### What to produce:
Which lines in the records below contain the word "flight"? Copy each one.

### Supplied material:
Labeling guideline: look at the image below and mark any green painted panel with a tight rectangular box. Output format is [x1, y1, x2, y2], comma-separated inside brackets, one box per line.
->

==

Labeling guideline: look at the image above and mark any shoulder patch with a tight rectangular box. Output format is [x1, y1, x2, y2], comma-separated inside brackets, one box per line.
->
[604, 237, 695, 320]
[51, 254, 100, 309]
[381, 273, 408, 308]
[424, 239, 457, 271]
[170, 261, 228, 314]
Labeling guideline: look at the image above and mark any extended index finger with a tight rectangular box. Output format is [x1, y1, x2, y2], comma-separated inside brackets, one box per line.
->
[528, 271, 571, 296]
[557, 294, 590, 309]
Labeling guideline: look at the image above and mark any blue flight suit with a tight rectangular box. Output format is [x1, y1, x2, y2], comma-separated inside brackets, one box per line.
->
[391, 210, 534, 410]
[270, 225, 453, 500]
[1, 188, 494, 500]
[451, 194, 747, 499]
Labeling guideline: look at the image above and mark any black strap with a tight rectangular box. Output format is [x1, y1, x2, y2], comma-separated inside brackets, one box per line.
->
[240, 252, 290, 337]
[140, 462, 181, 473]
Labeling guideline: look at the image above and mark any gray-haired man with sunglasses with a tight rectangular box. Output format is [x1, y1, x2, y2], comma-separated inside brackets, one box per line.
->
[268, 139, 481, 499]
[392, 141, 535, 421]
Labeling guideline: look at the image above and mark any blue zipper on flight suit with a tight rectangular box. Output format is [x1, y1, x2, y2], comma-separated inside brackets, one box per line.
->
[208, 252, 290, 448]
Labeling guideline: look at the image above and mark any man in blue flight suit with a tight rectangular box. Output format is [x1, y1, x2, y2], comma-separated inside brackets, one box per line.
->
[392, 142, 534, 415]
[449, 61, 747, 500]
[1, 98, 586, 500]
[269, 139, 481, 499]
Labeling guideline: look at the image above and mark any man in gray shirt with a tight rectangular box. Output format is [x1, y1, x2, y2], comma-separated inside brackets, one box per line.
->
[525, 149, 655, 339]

### Answer area:
Labeling guideline: look at the image above and mark any blue flight suit with a tight rectangular box. Output format is [x1, y1, x2, y2], comma-separated inside brackets, one box per line.
Labeling guideline: look at the image above and mark any blue zipper on flight suit with a tight rectangular box. Output format is [x1, y1, x2, y2], comma-separated inside brackets, one box per line.
Labeling guideline: look at the image above and mark any man in blue flight suit with a tight rectangular box. Output format is [x1, y1, x2, y2], comma-separated inside brackets, one box per line.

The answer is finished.